= What is required =
Reproduce each record below exactly as written.
◇ ◇ ◇ ◇ ◇ ◇ ◇
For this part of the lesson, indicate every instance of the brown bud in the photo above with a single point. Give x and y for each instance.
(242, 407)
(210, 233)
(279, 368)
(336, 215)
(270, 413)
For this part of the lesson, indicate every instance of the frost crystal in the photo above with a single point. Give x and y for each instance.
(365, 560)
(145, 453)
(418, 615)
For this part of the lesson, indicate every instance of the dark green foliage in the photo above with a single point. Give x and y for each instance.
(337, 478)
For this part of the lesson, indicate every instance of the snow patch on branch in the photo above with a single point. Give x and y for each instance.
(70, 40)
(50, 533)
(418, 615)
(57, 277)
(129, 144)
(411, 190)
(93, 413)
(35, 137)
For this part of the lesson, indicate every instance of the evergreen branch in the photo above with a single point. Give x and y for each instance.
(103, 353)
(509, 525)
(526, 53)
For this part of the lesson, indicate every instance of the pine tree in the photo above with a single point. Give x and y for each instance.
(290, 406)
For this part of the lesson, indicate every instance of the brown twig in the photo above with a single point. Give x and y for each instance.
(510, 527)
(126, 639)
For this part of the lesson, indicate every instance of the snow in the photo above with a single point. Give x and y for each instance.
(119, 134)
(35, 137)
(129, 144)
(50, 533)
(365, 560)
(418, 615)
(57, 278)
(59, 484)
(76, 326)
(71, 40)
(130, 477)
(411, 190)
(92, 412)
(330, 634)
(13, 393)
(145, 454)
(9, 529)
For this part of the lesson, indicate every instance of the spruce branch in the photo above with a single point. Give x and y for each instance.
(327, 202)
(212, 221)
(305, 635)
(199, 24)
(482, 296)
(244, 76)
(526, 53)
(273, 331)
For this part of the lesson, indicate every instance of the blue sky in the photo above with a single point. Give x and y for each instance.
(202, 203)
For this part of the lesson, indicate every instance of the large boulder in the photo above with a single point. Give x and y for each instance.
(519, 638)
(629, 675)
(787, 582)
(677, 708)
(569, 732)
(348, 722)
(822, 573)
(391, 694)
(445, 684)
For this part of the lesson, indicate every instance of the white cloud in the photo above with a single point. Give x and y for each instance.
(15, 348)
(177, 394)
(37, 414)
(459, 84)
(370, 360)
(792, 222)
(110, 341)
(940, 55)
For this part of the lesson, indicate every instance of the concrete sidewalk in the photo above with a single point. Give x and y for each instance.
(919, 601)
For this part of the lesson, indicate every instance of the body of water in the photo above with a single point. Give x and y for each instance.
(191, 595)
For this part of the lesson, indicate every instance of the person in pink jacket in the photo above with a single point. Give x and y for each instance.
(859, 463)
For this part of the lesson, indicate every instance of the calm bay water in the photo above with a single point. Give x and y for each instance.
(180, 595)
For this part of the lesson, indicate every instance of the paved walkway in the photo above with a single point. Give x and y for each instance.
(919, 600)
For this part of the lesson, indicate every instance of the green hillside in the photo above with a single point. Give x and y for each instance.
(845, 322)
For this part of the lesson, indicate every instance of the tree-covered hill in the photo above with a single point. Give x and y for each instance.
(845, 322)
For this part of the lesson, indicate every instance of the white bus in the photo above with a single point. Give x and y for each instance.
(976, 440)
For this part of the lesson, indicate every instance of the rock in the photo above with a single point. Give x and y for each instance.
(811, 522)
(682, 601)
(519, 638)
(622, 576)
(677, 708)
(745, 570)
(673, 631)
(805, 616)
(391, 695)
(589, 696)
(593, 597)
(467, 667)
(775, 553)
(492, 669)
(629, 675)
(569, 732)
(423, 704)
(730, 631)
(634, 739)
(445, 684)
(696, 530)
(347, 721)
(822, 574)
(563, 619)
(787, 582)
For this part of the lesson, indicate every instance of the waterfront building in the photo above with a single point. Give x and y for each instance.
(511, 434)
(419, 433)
◇ ◇ ◇ ◇ ◇ ◇ ◇
= Correct response =
For this part of the lesson, indicate every instance of the brown bud in the photo above with a single point. Give x and y for each instance.
(242, 407)
(210, 233)
(279, 368)
(336, 215)
(270, 413)
For this part of the lesson, indicate every instance of the frost crystal in the photo above with a single point. Give x and y for each instance.
(365, 560)
(145, 453)
(418, 615)
For this part of the lesson, indicate every instance of the dark green foliage in the photo above with a single point. Give x and y for each instance.
(337, 478)
For this part of the lesson, indicate every instance of the snow patch on branch in the photo above with a single point. Give x and y for each instance.
(70, 40)
(50, 533)
(418, 615)
(57, 277)
(129, 144)
(411, 190)
(93, 413)
(35, 137)
For this part of the lesson, indicate every instance of the evergreen branch in the photo above with a single point. Give x and y for each instance.
(103, 353)
(509, 525)
(526, 53)
For this part of the lesson, indicate every instance of the pine tree in the photo above with a single point. Give x and y for each instance.
(290, 406)
For this part of the lesson, indicate every instance of the brown twig in the photo above with a single point. Give x and y for each instance.
(510, 527)
(126, 639)
For this part of the lesson, indicate every instance of the snow in the photo above with a single point. Give x and y for each instance.
(119, 134)
(35, 137)
(129, 144)
(50, 533)
(365, 560)
(418, 615)
(57, 278)
(59, 484)
(76, 326)
(71, 40)
(130, 477)
(411, 190)
(92, 412)
(330, 634)
(13, 393)
(145, 454)
(9, 529)
For this part of the lesson, indicate every instance of the spruce branch in the photo above with a single point. Give x and y for each instance.
(327, 202)
(212, 221)
(305, 635)
(199, 24)
(482, 296)
(244, 76)
(526, 53)
(273, 331)
For this part of the lesson, indicate every instance of the blue sky in the photo above with a single point. Give x and y for each instance.
(202, 203)
For this part of the lesson, indicate every instance of the large boulder in the photo above with a single point. Give x and y for each instance.
(519, 638)
(629, 675)
(787, 582)
(677, 708)
(569, 732)
(348, 722)
(822, 573)
(391, 694)
(445, 684)
For this part of the lesson, indicate every instance of the white cloud in the photo above with a single point. Give x and y for each instance.
(15, 348)
(177, 394)
(37, 414)
(459, 84)
(370, 360)
(792, 222)
(110, 341)
(940, 55)
For this part of the lesson, indicate every instance of the concrete sidewalk in the photo above with a single point. Give x and y for each instance.
(919, 601)
For this part of the lesson, indicate every instance of the body of water in the photo above with a single point. Give x and y for each instance.
(191, 595)
For this part of the lesson, indicate every instance of the person in pink jacket in the photo above with a single point. Give x and y for each instance.
(859, 463)
For this part of the lesson, indicate every instance of the calm bay water in the photo above with a single point. Give x and y for each instance.
(180, 595)
For this part of the lesson, indicate every instance of the paved walkway in the photo above with a single point. Give x and y for each instance.
(919, 600)
For this part of the lesson, indicate every instance of the green hillside in the photo above with a single point. Give x and y for each instance.
(845, 322)
For this part of the lesson, indicate every instance of the tree-covered hill in the photo above with a single point. Give x and y for each instance.
(845, 322)
For this part of the lesson, indicate every instance of the white bus in the photo above with a single point. Give x and y for each instance.
(976, 440)
For this part of the lesson, indicate every instance of the rock in the photo above with a single point. Give x and y for each instance.
(811, 522)
(682, 601)
(519, 638)
(622, 576)
(677, 708)
(745, 570)
(673, 631)
(805, 616)
(391, 695)
(589, 696)
(593, 597)
(467, 667)
(775, 553)
(492, 669)
(629, 675)
(569, 732)
(423, 704)
(730, 631)
(634, 739)
(445, 684)
(696, 530)
(347, 721)
(822, 574)
(563, 619)
(787, 582)
For this part of the lesson, indicate every instance of the waterfront building in the photo above with a single point. Give x and y for each instance.
(511, 434)
(419, 433)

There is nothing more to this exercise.